▸ EXTRACTED TEXT
# # # # #

After first poking around in The Noisy Renaissance, I found myself wondering when during the day Donatello worked most efficiently, where he stashed his ready cash, whom he spoke with on a regular basis, and how he responded when he heard a bell ring. After reading Atkinson’s book, I know that Donatello’s response to the ringing of a bell would have depended on where he was, on which bell was sounding, and on the time of day, the day of the week, and the moment in the cycle of the religious calendar. Atkinson makes it clear that Renaissance Florentines needed to understand the meaning of every bong and ding. Unexpected clanging, especially if it came from bells controlled by the government, would have been alarming. Bells were vehicles that transmitted “messages across the urban landscape” (3).

Atkinson builds his case carefully, relating stories in chapter 1 that demonstrate the role of sound in Florence’s early modern history. In chapters 2 and 3, he documents when, where, how, and how often bells conveyed messages across the cityscape.

# # # # #

▸ DATA TO EXAMINE
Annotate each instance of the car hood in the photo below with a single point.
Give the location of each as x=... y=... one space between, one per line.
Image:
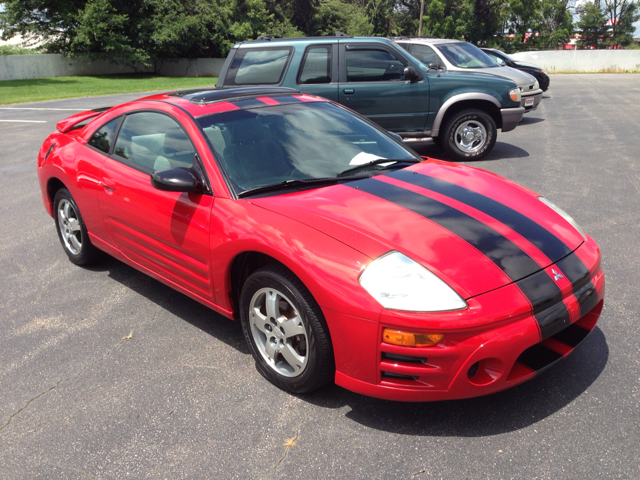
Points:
x=528 y=65
x=474 y=229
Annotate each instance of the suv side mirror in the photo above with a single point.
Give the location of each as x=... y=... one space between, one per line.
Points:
x=410 y=74
x=175 y=180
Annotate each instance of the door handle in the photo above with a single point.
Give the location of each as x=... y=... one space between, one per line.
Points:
x=108 y=185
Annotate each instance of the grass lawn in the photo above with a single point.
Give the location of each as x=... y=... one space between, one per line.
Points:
x=38 y=89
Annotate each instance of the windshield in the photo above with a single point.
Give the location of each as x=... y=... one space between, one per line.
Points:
x=466 y=55
x=300 y=141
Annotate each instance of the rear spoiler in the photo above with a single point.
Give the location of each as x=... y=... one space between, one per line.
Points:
x=70 y=122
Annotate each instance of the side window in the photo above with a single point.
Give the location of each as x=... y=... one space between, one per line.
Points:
x=253 y=66
x=155 y=141
x=425 y=54
x=316 y=66
x=496 y=58
x=104 y=137
x=373 y=66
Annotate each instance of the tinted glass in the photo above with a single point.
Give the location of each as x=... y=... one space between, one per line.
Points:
x=103 y=138
x=268 y=145
x=465 y=55
x=258 y=66
x=425 y=54
x=373 y=66
x=155 y=141
x=494 y=57
x=316 y=67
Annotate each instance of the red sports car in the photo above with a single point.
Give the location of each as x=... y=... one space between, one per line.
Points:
x=345 y=256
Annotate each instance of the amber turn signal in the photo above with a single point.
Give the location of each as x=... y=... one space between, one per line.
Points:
x=411 y=339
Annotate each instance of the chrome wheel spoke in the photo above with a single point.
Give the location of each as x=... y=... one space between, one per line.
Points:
x=297 y=362
x=293 y=326
x=278 y=332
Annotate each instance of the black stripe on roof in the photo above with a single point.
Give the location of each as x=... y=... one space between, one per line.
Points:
x=546 y=241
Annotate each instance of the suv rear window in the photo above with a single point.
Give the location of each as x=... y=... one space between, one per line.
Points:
x=258 y=66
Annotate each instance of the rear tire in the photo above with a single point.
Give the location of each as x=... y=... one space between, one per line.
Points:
x=71 y=229
x=286 y=331
x=469 y=135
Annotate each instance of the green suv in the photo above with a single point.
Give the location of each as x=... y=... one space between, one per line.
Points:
x=461 y=111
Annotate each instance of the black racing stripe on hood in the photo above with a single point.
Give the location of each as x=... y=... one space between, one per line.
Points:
x=541 y=291
x=503 y=252
x=546 y=241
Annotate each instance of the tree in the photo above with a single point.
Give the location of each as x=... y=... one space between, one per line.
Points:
x=592 y=25
x=621 y=15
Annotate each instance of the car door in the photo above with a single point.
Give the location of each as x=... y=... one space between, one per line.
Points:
x=372 y=83
x=167 y=233
x=318 y=71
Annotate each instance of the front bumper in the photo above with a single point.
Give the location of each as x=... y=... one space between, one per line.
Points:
x=526 y=97
x=511 y=117
x=500 y=344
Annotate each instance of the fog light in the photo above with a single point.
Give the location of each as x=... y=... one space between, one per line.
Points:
x=411 y=339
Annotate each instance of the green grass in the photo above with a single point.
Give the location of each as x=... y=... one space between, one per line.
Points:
x=54 y=88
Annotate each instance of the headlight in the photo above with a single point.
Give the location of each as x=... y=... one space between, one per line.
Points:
x=563 y=214
x=399 y=283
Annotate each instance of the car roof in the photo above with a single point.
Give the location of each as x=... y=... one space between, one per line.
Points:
x=206 y=101
x=427 y=40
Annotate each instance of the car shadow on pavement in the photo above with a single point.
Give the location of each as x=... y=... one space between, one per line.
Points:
x=501 y=151
x=530 y=121
x=178 y=304
x=502 y=412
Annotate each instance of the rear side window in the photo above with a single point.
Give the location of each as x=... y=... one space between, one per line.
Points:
x=373 y=66
x=425 y=54
x=316 y=66
x=258 y=66
x=104 y=137
x=154 y=141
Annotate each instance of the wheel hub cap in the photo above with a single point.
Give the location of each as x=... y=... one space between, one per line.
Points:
x=278 y=332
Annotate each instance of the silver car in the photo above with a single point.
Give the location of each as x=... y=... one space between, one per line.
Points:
x=438 y=53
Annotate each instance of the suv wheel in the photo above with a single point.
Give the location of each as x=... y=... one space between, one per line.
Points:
x=469 y=135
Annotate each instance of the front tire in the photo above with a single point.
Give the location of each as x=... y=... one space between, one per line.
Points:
x=72 y=231
x=469 y=135
x=286 y=331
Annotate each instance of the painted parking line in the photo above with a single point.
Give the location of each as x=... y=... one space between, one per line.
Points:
x=24 y=121
x=48 y=109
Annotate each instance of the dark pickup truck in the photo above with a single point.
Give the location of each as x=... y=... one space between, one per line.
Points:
x=461 y=111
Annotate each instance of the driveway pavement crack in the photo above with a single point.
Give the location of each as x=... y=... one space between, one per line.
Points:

# # # # #

▸ ASSIGNED TASK 1
Update the passage about bells in Renaissance Florence by writing out everything from "Atkinson builds his" down to "across the cityscape." with "carefully" changed to "patiently".
▸ ASSIGNED TASK 2
Sum up the passage about bells in Renaissance Florence in two sentences.
▸ ASSIGNED TASK 3
Pick up the passage about bells in Renaissance Florence and keep writing from the point where it stops.
The data is separate material and not part of the passage about bells in Renaissance Florence.

▸ TASK ANSWER 1
Atkinson builds his case patiently, relating stories in chapter 1 that demonstrate the role of sound in Florence’s early modern history. In chapters 2 and 3, he documents when, where, how, and how often bells conveyed messages across the cityscape.

▸ TASK ANSWER 2
Atkinson's book shows that Renaissance Florentines needed to understand what every bell sound meant, because a bell's message depended on where a person was, which bell rang, and the timing, and unexpected ringing, especially from government bells, would have been alarming. Atkinson builds his case with stories in chapter 1 about sound in Florence's early modern history, and in chapters 2 and 3 he documents when, where, how, and how often bells carried messages across the city.

▸ TASK ANSWER 3
Atkinson’s study expands our understanding of what it was like to be alive in Renaissance Florence; with each such enrichment we can feel more confident about our perception of the roles that art, architecture, urban planning, and material culture played in the lives of citizens. Bells, he concludes, “connected inhabitants to the most intimate aspects of their lives: to their religion, their spiritual expression, their past, their dead, their government, their safety, their civic duties, their labor, and their collective celebrations” (11). It was sobering for me to realize that bells played a larger role in the civic experience than did the newest sculpture at Orsanmichele or the inclusion of a notable beauty’s portrait in a painting. While the history of Florence I had re-created in my mind had revolutionary works of art as guideposts, I’ve realized that such works played a small role in the lives of most Florentines. While the emphasis on material culture encouraged me to study objects that lie beyond the elitist limitations of “great art,” Atkinson’s work goes beyond the material realm, bringing into our consciousness the noises that flowed through the windows of artisans’ workshops.

For this septuagenarian, who took his first art-history class at Oberlin in 1960, Atkinson’s study demonstrates how broadly and quickly—or so it seems to me—our discipline has expanded. When I was in graduate school, the Florentine towers so important for Atkinson’s thesis were ignored except for the Duomo Campanile, which had been designed by “major” artists. The bells themselves would have been considered inconsequential and the sounds they made irretrievable. Now Atkinson’s research has demonstrated that the “soundscape” of Renaissance Florence can be re-created and that the ringing of bells established a daily “dialogue” between the city’s architecture and the bodies of its citizens (1). Given the richness of the Florentine archives, are there any questions that cannot be asked?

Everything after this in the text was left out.